== Excerpt provided ==

::::::::::

The sharp rally in US stocks had cooled in the past two days amid mounting fears that resilient economic growth would keep the Fed hawkish for longer. Fallout from the flight over the US of an alleged Chinese spy balloon has also kept risk demand subdued. Fed Chair Jerome Powell is set to speak later today and investors are keen for clues on whether the central bank could further slow the pace of rate hikes over the next few months.

“There is little to cheer as the Fed hawks are returning to the playground, mixed with escalating geopolitical tensions with China,” said Ipek Ozkardeskaya, senior analyst at Swissquote Bank. Investor confidence about the outlook for technology stocks also appears to be fizzling out. Just as the Nasdaq 100 is getting close to entering a bull market, bearish bets on the index are piling up, signaling that the outperformance isn’t expected to last, according to Citi’s Chris Montagu.

Heading into today’s 12pm speech by Powell, Investors are assessing whether the Fed Chair will dampen market optimism for interest-rate cuts later in 2023, following January’s strong payrolls report and comments from other Fed officials about the possibility of a higher peak than policy makers had previously expected. Treasuries steadied after a two-day rout sparked by traders ramping up bets on future Fed tightening.

“I expect that Powell will drive home that point that they’ve done a lot and there’ll be a tightening that is going to impact the economy later on this year,” Jack McIntyre, a portfolio manager at Brandywine Global Investment Management LLC, said on Bloomberg Television. As discussed last night, market positioning is vulnerable for another delta squeeze should Powell prove to be more dovish than expected.

::::::::::

Dataset records about object locations
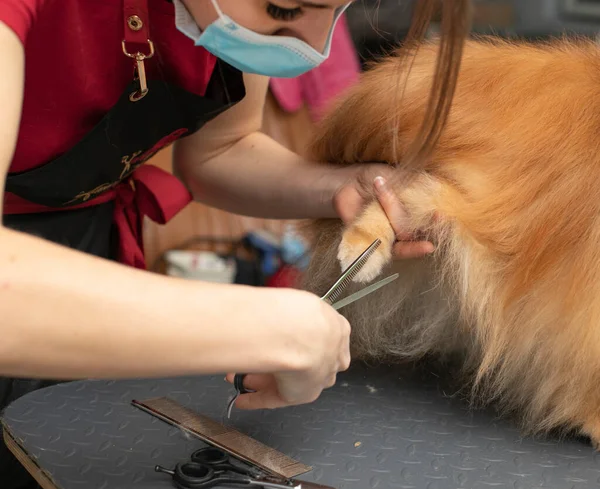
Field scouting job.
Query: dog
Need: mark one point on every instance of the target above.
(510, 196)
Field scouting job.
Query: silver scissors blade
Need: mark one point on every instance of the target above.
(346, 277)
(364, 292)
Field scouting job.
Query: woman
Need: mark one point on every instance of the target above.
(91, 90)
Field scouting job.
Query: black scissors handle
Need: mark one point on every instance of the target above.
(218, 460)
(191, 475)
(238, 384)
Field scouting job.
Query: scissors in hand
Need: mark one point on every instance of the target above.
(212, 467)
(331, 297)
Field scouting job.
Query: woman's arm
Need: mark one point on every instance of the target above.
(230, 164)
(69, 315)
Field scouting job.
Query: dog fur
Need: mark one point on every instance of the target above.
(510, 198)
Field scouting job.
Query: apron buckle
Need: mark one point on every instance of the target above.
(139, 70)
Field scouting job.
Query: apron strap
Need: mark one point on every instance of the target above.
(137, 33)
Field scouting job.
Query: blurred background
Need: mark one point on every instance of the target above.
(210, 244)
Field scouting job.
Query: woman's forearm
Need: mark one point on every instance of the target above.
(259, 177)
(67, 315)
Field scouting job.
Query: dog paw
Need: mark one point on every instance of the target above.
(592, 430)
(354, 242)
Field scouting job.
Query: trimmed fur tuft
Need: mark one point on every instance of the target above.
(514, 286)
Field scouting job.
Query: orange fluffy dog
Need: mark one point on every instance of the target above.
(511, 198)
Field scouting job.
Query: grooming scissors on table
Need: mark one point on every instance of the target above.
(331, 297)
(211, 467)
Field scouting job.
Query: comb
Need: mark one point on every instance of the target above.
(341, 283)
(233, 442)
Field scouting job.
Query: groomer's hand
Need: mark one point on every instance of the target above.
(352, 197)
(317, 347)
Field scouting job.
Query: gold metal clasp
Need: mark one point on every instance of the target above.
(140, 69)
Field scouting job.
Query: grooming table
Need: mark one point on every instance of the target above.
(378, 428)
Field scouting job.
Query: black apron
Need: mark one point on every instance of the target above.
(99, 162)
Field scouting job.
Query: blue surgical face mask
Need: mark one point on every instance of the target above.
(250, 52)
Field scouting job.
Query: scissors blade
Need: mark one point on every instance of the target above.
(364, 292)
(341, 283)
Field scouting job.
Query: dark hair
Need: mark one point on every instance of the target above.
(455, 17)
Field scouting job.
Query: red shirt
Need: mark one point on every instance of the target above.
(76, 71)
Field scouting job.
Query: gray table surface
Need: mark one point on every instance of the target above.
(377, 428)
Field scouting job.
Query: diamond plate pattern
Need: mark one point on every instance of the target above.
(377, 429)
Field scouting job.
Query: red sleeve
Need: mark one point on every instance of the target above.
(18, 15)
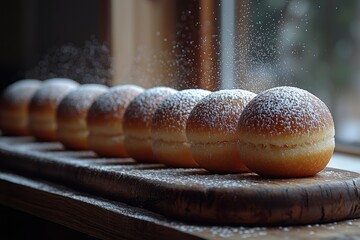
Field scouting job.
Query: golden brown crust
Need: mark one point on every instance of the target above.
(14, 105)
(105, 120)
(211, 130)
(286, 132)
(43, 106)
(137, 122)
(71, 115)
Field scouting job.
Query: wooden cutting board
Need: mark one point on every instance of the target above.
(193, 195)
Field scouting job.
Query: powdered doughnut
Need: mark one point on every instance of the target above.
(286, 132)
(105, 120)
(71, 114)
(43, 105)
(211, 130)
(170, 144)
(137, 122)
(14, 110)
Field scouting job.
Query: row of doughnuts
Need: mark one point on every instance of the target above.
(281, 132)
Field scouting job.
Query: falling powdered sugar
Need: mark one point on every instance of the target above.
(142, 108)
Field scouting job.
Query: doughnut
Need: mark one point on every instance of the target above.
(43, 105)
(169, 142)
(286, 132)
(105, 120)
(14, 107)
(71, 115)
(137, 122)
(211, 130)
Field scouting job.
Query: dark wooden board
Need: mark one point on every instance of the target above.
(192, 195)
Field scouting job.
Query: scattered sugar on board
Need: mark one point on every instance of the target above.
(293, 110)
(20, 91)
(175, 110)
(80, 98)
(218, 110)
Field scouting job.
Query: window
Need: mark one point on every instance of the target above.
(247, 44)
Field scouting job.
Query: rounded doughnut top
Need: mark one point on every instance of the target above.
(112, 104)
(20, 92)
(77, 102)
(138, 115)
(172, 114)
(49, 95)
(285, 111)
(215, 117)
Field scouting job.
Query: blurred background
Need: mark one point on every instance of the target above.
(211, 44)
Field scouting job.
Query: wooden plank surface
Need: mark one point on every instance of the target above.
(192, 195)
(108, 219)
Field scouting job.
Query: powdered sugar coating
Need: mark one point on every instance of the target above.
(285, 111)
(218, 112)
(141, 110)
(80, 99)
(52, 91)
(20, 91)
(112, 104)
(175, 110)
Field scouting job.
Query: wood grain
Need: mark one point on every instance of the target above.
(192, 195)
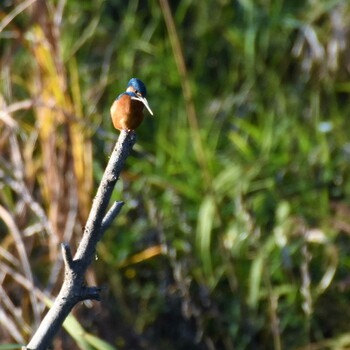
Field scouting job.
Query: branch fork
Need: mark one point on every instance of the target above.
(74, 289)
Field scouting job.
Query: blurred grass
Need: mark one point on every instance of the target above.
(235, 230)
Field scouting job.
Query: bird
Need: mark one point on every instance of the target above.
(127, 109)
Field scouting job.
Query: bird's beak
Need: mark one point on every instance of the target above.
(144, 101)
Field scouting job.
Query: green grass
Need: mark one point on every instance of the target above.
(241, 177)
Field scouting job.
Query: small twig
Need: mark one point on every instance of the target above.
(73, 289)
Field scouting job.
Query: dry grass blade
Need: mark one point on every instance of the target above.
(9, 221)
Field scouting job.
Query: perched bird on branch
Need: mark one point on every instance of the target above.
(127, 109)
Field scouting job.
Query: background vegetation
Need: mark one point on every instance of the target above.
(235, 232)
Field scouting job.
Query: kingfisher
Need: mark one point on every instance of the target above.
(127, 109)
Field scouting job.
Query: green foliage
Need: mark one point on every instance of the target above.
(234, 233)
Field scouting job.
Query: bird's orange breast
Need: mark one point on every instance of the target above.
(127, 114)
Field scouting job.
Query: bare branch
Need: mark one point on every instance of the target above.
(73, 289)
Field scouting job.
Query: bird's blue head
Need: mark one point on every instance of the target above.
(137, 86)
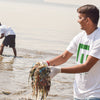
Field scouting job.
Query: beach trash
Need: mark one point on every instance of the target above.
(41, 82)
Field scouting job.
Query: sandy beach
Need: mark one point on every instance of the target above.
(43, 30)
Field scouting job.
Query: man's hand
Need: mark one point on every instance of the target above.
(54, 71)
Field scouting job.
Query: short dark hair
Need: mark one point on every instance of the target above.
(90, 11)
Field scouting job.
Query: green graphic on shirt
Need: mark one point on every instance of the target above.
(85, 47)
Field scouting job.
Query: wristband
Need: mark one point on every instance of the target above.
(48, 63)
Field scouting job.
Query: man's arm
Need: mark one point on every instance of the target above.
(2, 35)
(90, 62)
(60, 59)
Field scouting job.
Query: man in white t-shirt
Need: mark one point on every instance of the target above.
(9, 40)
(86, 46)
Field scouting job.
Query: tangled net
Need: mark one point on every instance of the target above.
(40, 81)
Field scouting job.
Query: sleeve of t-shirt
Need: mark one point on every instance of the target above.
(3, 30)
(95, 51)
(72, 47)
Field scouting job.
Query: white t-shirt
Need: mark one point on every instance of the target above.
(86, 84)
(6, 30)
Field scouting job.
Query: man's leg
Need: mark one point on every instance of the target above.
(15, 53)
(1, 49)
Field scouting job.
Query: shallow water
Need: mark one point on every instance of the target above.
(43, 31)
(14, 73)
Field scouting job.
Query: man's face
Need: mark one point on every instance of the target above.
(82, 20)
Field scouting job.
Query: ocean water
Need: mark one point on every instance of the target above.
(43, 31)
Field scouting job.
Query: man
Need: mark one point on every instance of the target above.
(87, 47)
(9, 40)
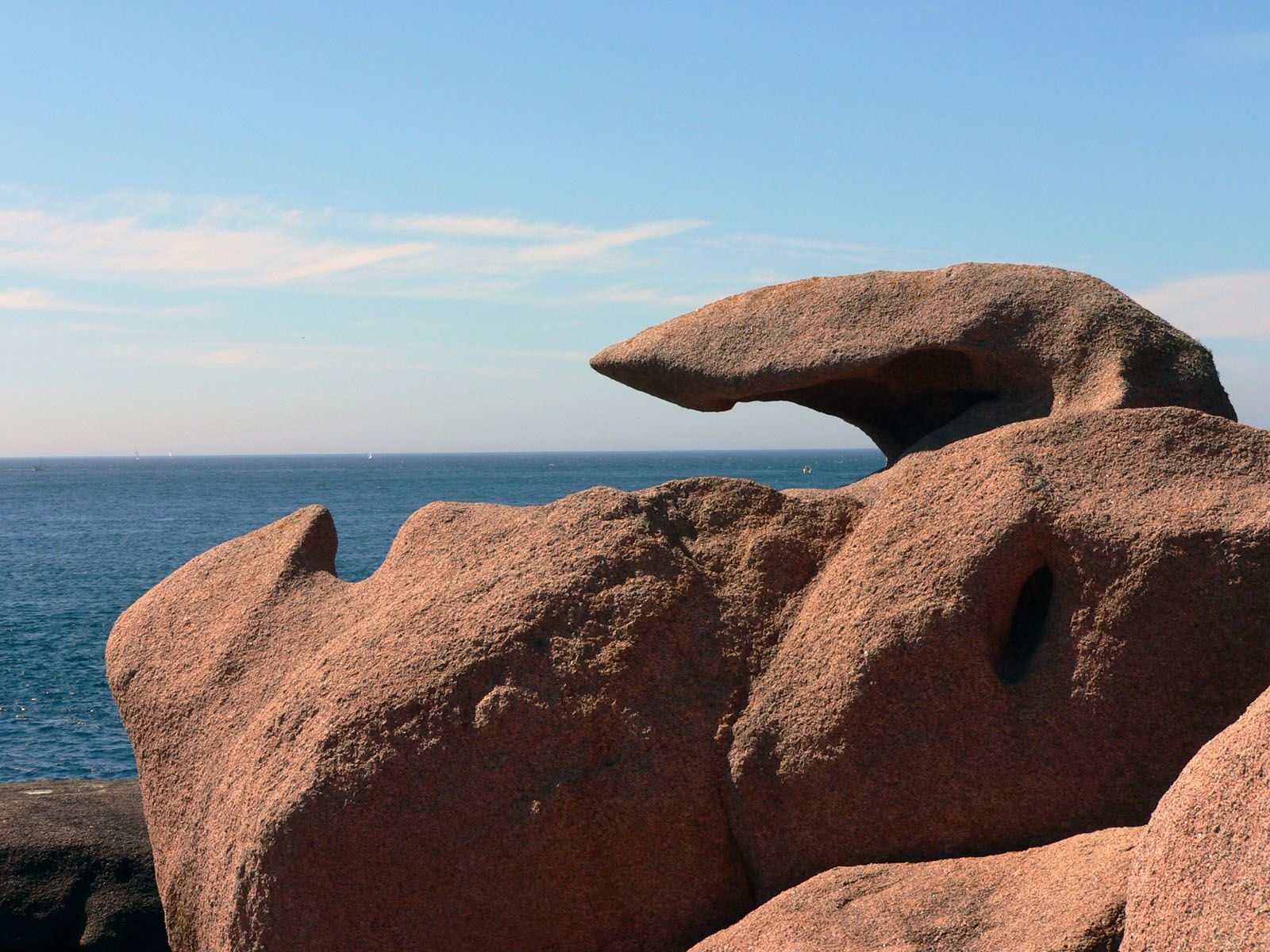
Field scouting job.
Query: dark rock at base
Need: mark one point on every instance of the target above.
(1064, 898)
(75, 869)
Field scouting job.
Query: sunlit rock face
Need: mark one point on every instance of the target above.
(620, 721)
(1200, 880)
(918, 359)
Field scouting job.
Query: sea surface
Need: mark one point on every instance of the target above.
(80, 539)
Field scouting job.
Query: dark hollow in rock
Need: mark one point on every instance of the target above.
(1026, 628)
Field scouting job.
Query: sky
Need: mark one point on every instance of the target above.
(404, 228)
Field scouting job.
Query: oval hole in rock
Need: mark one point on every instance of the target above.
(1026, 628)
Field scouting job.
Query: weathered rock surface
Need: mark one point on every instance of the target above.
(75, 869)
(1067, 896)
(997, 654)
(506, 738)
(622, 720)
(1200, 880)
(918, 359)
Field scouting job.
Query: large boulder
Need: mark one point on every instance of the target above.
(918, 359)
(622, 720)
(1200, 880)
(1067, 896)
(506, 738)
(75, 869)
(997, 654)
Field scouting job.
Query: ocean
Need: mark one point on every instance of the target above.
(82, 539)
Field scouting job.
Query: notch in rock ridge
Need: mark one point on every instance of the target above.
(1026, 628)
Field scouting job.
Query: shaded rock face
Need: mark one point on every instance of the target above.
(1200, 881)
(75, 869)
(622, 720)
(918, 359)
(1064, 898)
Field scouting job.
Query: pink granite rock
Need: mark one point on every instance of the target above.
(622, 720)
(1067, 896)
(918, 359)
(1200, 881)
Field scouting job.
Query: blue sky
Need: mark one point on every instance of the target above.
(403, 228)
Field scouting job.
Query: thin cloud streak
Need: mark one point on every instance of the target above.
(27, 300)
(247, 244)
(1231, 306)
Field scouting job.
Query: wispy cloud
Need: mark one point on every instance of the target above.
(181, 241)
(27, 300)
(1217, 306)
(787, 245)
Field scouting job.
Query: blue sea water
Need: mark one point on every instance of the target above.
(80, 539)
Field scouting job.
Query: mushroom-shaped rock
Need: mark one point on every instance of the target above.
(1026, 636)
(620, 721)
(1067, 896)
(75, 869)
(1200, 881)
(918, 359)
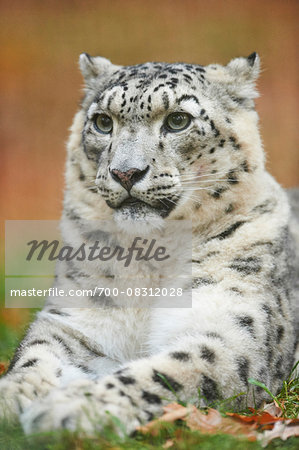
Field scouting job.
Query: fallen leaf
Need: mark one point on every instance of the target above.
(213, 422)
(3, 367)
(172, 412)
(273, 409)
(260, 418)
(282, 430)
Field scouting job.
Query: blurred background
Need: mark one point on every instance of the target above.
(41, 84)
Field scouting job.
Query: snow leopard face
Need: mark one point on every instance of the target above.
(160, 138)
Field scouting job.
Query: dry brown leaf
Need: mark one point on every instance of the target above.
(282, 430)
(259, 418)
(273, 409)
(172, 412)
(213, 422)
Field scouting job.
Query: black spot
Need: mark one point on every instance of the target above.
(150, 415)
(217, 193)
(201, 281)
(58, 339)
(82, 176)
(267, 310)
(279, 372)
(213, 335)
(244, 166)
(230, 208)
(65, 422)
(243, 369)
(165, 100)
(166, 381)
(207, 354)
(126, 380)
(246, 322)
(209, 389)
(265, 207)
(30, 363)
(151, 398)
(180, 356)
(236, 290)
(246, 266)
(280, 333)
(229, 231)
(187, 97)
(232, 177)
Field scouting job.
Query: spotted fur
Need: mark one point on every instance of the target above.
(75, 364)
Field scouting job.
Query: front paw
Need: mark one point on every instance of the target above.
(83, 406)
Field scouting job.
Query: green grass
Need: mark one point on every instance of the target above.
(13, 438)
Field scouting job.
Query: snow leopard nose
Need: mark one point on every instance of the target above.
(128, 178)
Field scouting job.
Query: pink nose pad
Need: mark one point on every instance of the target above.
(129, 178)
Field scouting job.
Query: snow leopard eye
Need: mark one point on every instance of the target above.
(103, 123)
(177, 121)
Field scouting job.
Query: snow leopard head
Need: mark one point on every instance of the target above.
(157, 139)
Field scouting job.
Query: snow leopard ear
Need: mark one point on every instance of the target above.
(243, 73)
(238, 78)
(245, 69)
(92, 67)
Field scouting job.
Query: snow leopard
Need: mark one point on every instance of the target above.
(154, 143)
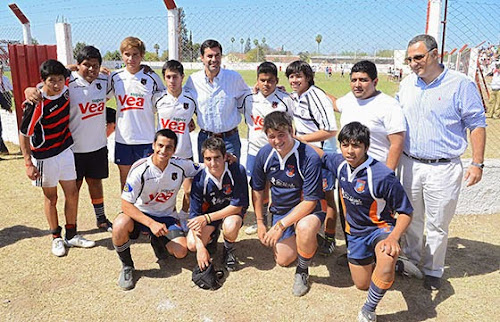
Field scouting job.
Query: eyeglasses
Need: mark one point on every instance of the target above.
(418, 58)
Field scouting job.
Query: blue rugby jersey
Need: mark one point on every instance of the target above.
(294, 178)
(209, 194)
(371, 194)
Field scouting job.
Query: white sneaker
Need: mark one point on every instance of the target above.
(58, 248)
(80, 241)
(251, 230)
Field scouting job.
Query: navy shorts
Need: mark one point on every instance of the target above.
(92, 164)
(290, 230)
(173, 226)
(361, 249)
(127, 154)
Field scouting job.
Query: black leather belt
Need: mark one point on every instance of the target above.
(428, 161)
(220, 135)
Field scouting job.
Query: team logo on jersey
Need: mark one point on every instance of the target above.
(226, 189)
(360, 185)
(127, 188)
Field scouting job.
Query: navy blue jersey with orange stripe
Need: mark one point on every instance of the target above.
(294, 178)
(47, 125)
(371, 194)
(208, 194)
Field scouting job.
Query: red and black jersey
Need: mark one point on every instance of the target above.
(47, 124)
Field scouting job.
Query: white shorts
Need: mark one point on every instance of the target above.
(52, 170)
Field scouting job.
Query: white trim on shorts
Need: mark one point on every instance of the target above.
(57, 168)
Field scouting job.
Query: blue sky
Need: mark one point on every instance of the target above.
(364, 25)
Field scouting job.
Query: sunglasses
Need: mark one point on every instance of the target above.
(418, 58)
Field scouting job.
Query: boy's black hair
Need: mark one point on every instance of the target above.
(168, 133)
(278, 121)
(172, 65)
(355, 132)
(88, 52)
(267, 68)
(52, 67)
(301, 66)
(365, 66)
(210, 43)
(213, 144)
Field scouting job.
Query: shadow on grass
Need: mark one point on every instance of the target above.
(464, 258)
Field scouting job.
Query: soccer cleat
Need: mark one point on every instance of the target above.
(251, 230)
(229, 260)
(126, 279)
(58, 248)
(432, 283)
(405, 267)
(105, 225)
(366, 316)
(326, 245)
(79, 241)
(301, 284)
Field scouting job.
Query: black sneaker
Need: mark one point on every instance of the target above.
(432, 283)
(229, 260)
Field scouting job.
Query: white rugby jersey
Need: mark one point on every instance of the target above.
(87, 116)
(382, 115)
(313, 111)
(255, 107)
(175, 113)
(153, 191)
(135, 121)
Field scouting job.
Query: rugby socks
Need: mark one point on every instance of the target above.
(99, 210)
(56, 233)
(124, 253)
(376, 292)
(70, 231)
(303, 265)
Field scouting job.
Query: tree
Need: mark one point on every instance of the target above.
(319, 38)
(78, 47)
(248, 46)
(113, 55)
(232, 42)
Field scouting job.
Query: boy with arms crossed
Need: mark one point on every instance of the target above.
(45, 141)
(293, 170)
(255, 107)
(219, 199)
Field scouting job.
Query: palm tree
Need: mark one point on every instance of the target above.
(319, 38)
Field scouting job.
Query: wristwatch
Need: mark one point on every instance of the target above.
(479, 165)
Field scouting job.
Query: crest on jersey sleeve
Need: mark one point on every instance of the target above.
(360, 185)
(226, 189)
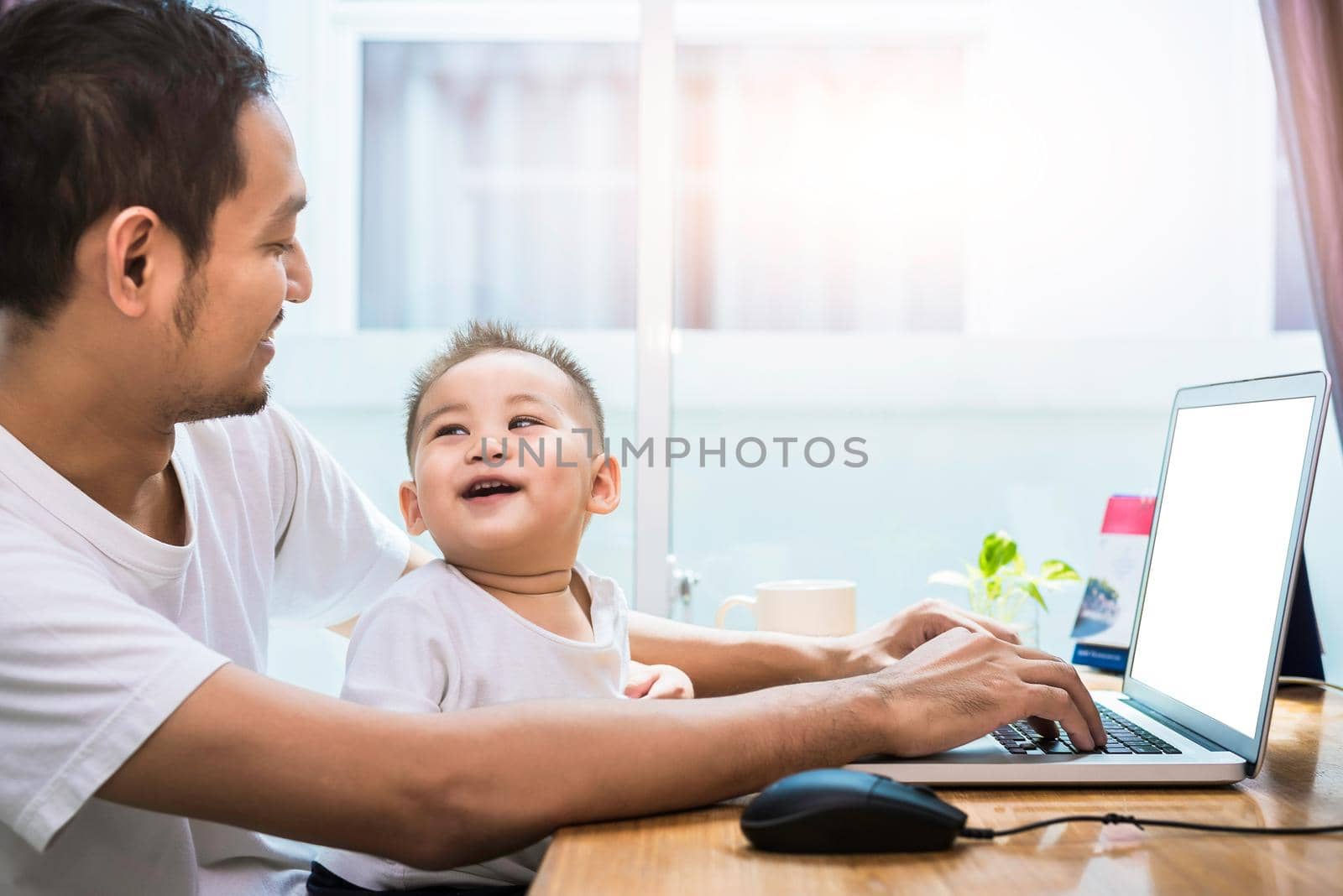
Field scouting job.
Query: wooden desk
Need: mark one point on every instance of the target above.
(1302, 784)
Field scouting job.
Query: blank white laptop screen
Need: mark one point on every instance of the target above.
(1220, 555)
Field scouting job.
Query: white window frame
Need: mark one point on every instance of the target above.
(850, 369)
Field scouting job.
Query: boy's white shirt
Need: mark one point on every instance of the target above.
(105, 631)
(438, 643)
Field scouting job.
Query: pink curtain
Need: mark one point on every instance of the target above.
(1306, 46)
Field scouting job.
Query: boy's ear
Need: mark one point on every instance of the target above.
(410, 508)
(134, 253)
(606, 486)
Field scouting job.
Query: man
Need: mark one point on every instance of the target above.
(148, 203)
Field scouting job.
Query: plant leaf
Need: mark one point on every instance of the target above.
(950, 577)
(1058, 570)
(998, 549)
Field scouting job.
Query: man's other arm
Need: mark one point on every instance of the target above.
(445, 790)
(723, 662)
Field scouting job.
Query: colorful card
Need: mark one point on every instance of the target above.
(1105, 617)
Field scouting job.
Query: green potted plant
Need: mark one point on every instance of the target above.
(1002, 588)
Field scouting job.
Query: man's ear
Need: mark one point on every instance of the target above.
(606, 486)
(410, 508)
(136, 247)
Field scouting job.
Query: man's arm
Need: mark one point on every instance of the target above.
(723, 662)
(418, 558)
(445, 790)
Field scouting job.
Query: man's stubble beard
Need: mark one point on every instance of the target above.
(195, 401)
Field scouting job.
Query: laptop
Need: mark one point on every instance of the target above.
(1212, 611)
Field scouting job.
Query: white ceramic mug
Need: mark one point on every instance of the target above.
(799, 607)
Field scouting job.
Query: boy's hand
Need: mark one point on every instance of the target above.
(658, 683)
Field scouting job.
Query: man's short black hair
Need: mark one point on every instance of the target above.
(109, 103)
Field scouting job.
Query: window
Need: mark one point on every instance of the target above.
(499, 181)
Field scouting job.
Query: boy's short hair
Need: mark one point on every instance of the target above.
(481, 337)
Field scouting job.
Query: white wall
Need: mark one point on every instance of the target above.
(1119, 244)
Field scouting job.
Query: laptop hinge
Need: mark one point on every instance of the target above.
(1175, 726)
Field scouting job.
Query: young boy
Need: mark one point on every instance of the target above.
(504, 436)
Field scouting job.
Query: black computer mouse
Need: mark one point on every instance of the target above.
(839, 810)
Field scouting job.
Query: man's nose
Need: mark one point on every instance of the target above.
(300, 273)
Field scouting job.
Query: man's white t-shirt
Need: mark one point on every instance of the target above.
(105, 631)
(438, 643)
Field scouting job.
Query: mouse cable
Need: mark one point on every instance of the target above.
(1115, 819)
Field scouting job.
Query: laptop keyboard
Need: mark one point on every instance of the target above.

::::::::::

== Given instruction 1 ==
According to the market commentary, at what time is Powell's speech scheduled today?
== Given instruction 2 ==
For each statement, say whether it agrees with the market commentary, and quote the words that decide it: (a) Ipek Ozkardeskaya works as a senior analyst at Swissquote Bank. (b) Treasuries kept falling after a two-day rout. (c) Bearish bets on the Nasdaq 100 are shrinking.
== Given instruction 3 ==
List every person named in the market commentary.

== Exercise result 1 ==
12pm

== Exercise result 2 ==
(a) Yes: "senior analyst at Swissquote Bank"
(b) No: "Treasuries steadied after a two-day rout"
(c) No: "bearish bets on the index are piling up"

== Exercise result 3 ==
Jerome Powell, Ipek Ozkardeskaya, Chris Montagu, Jack McIntyre